しいちゃんの病院は大人になってからは、県立の大きな精神科の病院です。
元気いっぱいのしいちゃんは、この病院ではすごく目立ちます。
精神科だから患者さんは元気がないのです。
私はこの病院に行く度に思います。
(しいちゃんより、私が患者みたい…)
しいちゃんの笑い声が病院の中に響きます。
しいちゃん、お決まりのトイレ。
昨日は待ち時間が長くて、私は病院の雑誌を見ていました。
この病院は雑誌がとても古くて、驚きます。
(あれ?秋川雅史さんて、私より年下だっけ?)
と思ったら5年前の雑誌で5年前の年齢だったり…。
そんな古い病院です。
しいちゃんも暇で珍しく雑誌を見ていました。
しいちゃん、お年頃なのでこの病院の一番おしゃれな雑誌、an・anを選びました。
グルメ特集でおしゃれではなくて、食い気でした。
しいちゃんの番になりました。
私はこの頃気になっている(ずっとだけど)しいちゃんの睡眠障害について相談しました。
しいちゃん、この頃睡眠が乱れているのです。
しいちゃん、この頃寝不足なのです。
でも元気いっぱいでテンションが高いのです。
施設で寝てしまうこともありますが、1日起きているのでは?という日もあります。
しいちゃんは丈夫だし、寝たいときに寝られるけど、私はそうはいきません。
夜遊びしているしいちゃんに気づくと、
「しいちゃん、寝なさい!」と言います。
しいちゃんは素直に戻ってくるのですが、その度にベットによじ登ってくるわけです。

========================================================================

やること:
(a) 引用文で、しいちゃんが待ち時間に選んだ雑誌は何か。
(b) しいちゃんの通院を描いた引用文を、最後の文の次から書き継いでください。

データ部分:
========================================================================

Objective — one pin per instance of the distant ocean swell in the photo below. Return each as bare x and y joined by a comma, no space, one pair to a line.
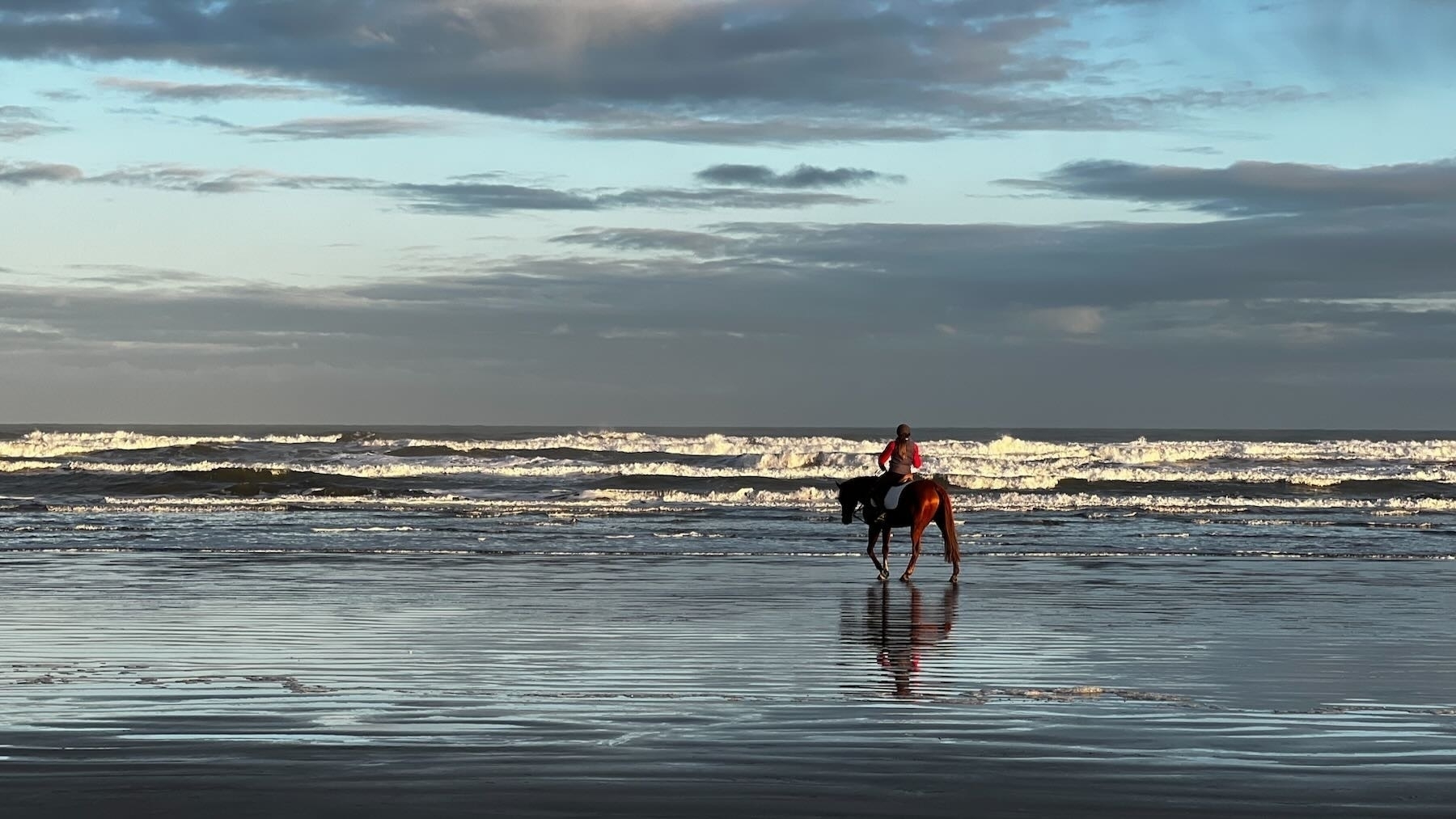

========================================================================

番号別の答え:
(a) an・anです。

(b)
ほんの少しのことですが、しいちゃんの大きな体がマットレスを沈ませ、私の体も沈みます。
それが私の睡眠を不快なものにするのです。
昨日の朝二人は寝不足で、でもしいちゃんはニコニコ。
私はわざと悲しい目をしました。
「しいちゃん、おかあさんはね、眠らないと元気が出ないんだ」
「しいちゃんは23才で若いけど、おかあさんはね、もうすぐ50才なんだよ」
「しいちゃんみたいに元気じゃないんだよ」
と言いました。しいちゃんは、
「ごめんなさい、おりこうになります」
と言いました。そして朝食を食べるとき、しいちゃんは私の脚をさすってきました。
これはしいちゃんが叱られた後にやる癖です。
しいちゃんなりの愛情表現なのです。
とにかく寝てほしい…。の一心で相談しました。
先生は私の健康を心配してくれました。
睡眠のリズムを整える薬を出してもらうことになりました。
メラトニンというお薬です。
人は明るくなると目が覚めて、暗くなってくると眠りの準備に入るのです。
でもしいちゃんはそのリズムが狂っているとのことでした。
でもこのお薬は飲んでもすぐに眠くなるわけではありません。
あくまでもリズムを整える薬です。
いつもの頓服ももらいました。
しいちゃんの大変さはコミュニケーション障害よりも睡眠障害、そして徘徊です。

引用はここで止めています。